-- WHAT YOU NEED TO DO --
Only the lines from the line containing "For each instance of the black" to the end of the entries should be repeated, exactly as they appear.

-- PROVIDED RECORDS --
____________________

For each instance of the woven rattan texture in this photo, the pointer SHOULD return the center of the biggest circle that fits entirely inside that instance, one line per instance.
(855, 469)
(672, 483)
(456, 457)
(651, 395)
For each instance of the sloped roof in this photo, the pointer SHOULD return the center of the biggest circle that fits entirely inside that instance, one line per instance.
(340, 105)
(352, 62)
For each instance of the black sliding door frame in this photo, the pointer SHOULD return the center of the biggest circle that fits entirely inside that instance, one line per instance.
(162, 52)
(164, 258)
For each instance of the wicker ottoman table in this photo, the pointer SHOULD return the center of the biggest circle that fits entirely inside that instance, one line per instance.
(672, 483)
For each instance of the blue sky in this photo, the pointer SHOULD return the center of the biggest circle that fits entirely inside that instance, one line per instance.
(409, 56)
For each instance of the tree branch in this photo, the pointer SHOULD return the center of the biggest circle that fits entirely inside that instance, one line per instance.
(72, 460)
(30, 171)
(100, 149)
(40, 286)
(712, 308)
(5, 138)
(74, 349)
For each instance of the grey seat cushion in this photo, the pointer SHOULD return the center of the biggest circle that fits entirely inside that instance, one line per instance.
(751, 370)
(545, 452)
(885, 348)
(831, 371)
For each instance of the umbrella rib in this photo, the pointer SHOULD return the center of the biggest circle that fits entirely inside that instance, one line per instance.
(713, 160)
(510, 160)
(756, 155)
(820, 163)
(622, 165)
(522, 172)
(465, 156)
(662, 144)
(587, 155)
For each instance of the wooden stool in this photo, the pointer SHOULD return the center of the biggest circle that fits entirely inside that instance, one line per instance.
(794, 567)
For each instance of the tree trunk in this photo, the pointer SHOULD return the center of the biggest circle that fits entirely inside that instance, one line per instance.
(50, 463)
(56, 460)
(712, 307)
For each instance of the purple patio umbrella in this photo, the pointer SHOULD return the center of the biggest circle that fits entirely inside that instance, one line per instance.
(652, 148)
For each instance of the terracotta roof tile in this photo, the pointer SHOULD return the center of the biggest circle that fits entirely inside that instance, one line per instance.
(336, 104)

____________________

-- SOLUTION TO THIS EXERCISE --
For each instance of the black sliding door frame in this photo, the pointer SHOULD return the center of the biggest circle that fits entirely inside that instance, one line per instance.
(162, 52)
(164, 258)
For each instance of the wicker ottoman table in this photo, the pointer SHOULD return the center of the biggest circle that fits entirely inside that instance, one line per instance.
(672, 483)
For each instance of the blue sky in this photo, the pointer SHOULD return the center of the biggest circle that fits entirely inside that instance, one line per instance.
(409, 56)
For each instance of the tree branch in this photo, the pointer SHOULD return the center of the biggest circle that fits entirely inside that instance, one line per instance.
(72, 460)
(30, 171)
(100, 149)
(40, 286)
(712, 308)
(5, 138)
(74, 349)
For each instance of the grey seat cushion in this photo, the pointer SHOULD return the center of the biggest circle that fits entirely inside that instance, one line per instance.
(751, 370)
(545, 452)
(885, 348)
(831, 371)
For each instance of the umbrella rib in this photo, the pointer SHOULD return the center of the biggest circle that fits entirely inside that instance, one line per instance.
(713, 160)
(510, 160)
(756, 155)
(820, 163)
(622, 165)
(522, 172)
(465, 156)
(662, 144)
(587, 155)
For each instance of the wooden stool in this photo, the pointer SHOULD return the center of the biggest circle that fits entirely inside that instance, one line per instance.
(794, 567)
For each instance of the tree trunk in this photo, the pointer SHOULD return the center of the biggest circle that fits entirely inside that instance, one line per instance.
(50, 463)
(56, 460)
(712, 307)
For each instance of the purple patio umbrella in this photo, the pointer SHOULD return the center of the biggest circle that fits entirely inside that instance, one line per instance.
(652, 148)
For each instance of the terracotta roof tile in this photo, the pointer SHOULD return the center of the biggest circle that fits entirely inside that instance, one line per instance.
(336, 104)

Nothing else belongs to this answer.